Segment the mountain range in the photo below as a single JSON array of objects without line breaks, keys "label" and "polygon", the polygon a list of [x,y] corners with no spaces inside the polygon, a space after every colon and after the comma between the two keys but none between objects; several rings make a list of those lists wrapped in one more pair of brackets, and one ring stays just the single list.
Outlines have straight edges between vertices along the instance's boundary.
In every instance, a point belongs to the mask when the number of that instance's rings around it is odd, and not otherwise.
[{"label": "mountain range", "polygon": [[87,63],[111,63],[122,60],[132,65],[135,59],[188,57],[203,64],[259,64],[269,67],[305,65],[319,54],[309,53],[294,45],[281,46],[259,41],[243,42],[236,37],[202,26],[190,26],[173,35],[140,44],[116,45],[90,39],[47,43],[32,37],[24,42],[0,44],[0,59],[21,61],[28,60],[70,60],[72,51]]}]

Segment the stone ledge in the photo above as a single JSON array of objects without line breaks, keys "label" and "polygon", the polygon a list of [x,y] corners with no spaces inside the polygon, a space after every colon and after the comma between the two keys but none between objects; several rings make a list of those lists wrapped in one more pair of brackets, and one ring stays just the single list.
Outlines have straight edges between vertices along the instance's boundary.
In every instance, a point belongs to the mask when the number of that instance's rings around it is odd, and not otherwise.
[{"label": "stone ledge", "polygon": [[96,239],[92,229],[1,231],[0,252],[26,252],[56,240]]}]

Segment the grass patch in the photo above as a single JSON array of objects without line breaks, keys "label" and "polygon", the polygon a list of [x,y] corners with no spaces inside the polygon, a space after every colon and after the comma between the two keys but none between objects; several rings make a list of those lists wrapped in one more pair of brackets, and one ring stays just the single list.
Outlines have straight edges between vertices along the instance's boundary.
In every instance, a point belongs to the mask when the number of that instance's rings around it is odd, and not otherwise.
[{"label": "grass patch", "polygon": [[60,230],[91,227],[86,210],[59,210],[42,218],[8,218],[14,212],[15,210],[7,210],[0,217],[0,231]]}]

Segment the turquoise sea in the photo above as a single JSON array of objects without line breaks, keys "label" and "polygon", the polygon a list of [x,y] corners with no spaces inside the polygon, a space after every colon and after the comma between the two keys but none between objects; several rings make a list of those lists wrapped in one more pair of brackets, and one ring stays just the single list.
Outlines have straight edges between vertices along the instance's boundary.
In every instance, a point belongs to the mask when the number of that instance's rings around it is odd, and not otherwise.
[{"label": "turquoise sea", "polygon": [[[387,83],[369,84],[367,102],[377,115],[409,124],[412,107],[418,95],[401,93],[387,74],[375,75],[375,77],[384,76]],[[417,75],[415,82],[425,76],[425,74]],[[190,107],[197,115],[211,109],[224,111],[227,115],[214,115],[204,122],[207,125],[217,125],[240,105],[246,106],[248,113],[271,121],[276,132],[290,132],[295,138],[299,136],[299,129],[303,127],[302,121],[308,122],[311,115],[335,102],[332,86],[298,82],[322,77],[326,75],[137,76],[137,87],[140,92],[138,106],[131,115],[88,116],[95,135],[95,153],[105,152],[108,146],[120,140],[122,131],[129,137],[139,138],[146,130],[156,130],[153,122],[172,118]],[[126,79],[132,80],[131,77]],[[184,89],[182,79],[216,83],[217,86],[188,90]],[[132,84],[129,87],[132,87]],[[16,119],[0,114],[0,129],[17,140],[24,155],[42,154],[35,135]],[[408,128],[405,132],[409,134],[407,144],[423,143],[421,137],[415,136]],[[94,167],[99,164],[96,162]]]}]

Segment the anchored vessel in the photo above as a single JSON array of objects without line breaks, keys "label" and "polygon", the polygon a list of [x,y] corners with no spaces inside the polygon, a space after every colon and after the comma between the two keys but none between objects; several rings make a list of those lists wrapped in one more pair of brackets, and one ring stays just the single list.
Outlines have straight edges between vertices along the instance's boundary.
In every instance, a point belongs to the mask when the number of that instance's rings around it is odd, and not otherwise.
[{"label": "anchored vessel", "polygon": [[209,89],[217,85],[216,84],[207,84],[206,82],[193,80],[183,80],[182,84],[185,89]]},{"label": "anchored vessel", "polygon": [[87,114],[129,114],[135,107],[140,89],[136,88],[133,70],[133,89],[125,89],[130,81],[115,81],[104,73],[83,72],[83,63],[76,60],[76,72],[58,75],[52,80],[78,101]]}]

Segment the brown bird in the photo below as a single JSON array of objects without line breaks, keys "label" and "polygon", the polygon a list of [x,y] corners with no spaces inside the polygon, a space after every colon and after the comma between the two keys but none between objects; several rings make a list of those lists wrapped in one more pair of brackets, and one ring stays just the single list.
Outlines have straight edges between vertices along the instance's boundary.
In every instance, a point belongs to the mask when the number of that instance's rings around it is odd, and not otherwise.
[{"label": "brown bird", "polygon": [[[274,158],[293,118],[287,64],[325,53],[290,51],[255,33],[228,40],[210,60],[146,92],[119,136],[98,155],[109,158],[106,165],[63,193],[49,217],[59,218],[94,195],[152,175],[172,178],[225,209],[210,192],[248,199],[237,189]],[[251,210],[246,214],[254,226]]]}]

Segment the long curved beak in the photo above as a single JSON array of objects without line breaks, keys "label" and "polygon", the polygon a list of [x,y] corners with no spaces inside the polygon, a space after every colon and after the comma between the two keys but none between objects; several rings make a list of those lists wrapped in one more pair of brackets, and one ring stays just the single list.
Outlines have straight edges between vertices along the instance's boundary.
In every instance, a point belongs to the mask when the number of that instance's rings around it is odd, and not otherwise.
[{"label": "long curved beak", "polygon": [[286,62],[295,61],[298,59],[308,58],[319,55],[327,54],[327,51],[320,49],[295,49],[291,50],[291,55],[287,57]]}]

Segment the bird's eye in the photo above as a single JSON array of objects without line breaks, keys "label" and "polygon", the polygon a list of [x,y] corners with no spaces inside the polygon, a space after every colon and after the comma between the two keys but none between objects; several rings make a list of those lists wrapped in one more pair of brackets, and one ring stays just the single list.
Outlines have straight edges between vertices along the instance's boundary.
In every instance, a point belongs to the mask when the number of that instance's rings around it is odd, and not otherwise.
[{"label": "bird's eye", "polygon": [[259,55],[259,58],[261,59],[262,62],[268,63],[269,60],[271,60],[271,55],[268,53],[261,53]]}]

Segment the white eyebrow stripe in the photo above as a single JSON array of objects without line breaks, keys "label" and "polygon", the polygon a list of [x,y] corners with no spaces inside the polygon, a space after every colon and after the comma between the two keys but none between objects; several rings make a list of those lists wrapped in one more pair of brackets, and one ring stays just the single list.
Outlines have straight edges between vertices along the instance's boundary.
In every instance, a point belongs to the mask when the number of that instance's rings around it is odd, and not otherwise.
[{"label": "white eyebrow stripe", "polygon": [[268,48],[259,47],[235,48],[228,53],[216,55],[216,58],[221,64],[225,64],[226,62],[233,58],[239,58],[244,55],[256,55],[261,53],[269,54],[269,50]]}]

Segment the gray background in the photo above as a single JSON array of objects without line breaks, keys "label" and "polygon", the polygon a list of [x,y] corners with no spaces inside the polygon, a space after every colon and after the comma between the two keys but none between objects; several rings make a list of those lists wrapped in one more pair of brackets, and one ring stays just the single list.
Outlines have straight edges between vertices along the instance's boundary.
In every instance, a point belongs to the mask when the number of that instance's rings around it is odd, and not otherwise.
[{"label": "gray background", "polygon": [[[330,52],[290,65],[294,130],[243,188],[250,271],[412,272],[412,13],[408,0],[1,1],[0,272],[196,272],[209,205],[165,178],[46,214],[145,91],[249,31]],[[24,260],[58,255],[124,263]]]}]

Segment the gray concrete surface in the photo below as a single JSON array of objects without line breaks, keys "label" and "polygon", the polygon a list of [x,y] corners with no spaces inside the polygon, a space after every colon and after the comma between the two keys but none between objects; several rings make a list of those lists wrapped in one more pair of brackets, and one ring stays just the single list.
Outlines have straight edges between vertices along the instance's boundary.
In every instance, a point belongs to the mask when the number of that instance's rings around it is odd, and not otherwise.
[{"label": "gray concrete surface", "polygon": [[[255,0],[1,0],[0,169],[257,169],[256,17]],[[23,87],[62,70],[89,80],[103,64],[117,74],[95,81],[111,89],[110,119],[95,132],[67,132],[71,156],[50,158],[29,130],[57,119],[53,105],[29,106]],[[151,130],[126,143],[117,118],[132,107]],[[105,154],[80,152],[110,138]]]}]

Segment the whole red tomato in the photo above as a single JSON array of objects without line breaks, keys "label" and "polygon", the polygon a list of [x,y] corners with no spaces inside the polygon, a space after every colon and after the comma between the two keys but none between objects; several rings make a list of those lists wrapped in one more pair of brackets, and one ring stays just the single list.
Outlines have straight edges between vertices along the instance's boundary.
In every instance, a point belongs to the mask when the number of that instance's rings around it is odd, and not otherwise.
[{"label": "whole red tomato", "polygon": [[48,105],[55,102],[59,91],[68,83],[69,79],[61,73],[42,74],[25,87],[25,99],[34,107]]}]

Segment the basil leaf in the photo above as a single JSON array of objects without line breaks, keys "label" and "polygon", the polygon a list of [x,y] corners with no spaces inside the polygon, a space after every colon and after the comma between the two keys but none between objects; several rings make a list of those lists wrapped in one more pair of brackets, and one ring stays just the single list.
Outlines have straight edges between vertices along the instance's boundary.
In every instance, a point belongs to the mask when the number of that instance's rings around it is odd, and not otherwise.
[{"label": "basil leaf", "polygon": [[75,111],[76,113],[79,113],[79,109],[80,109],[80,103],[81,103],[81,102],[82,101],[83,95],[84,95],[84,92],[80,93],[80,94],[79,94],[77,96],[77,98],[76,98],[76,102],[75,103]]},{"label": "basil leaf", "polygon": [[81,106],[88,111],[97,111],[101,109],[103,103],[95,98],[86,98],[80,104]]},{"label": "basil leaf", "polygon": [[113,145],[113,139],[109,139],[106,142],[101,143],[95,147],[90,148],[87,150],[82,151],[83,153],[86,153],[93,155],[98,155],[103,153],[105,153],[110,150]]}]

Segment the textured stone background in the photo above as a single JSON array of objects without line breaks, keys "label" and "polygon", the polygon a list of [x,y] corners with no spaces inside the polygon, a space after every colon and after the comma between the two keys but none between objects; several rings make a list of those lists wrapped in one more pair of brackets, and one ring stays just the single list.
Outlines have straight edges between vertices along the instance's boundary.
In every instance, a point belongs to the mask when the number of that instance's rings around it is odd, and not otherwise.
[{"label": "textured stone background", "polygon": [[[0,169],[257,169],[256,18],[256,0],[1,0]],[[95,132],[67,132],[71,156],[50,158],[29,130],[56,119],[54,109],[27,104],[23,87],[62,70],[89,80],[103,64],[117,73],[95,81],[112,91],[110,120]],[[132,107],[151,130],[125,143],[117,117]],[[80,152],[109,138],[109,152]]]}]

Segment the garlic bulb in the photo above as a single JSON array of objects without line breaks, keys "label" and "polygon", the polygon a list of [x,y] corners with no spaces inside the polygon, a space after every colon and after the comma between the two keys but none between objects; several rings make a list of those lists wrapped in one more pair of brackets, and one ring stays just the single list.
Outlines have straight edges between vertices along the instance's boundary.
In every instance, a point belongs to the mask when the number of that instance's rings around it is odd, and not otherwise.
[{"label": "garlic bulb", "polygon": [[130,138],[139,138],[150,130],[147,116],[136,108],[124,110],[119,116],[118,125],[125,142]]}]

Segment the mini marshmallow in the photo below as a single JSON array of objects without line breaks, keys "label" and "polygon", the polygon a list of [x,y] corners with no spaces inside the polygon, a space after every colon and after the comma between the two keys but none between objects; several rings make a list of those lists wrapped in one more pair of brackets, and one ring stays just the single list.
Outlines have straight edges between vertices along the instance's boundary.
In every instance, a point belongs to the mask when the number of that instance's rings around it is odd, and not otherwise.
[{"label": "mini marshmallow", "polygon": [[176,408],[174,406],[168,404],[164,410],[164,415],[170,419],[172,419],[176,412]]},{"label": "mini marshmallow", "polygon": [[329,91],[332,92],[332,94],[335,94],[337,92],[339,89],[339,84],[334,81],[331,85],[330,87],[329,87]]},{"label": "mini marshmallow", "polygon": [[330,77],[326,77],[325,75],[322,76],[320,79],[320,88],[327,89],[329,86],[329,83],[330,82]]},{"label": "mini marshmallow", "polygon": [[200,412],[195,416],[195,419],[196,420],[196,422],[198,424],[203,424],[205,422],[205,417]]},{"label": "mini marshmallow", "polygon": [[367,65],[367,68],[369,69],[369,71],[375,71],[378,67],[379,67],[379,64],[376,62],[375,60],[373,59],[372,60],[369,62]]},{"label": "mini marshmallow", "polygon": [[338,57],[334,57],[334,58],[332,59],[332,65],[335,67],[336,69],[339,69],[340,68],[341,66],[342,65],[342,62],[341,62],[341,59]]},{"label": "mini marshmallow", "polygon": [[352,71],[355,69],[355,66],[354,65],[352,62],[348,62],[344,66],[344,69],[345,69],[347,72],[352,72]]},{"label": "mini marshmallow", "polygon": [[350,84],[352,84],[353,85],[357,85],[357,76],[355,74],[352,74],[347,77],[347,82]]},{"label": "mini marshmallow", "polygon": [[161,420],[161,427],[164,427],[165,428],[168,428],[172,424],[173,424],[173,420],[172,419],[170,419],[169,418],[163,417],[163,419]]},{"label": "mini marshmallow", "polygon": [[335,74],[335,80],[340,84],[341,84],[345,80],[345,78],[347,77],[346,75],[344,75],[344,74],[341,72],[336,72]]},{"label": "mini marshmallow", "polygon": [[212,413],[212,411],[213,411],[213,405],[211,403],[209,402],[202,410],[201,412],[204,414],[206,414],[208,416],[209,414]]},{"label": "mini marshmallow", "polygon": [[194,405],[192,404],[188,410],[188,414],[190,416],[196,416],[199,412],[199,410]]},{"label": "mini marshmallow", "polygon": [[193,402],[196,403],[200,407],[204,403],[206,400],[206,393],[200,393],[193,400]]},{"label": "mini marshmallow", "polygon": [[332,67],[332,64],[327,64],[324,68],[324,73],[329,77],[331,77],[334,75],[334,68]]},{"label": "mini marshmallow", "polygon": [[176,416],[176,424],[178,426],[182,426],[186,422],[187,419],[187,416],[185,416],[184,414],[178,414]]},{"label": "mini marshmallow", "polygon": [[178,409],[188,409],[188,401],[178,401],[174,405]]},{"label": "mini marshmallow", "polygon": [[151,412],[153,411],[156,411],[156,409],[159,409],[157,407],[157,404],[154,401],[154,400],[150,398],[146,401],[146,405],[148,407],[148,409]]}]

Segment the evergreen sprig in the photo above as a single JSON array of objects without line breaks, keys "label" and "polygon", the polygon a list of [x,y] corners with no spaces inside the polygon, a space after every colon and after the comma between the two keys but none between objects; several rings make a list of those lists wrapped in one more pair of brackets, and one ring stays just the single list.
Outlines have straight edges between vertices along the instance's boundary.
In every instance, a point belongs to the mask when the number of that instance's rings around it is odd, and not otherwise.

**Task details:** Copy out only the lines from the one containing "Segment the evergreen" through the last line of the entries, both included, with "evergreen sprig" replaced by "holly sprig" and nothing else altered.

**Problem solution:**
Segment the holly sprig in the photo above as a single JSON array of objects without line breaks, keys "label" and "polygon", the polygon a list of [x,y] corners with no spaces inside the polygon, a space after every colon and after the comma between the two keys but none between objects; several rings make a list of those lists wrapped in one more pair of brackets, and one ring stays just the single list.
Outlines have straight edges between vertices along the instance's boundary.
In every instance, a point belongs to the mask when the number of that instance's rings around it is odd, and not otherwise.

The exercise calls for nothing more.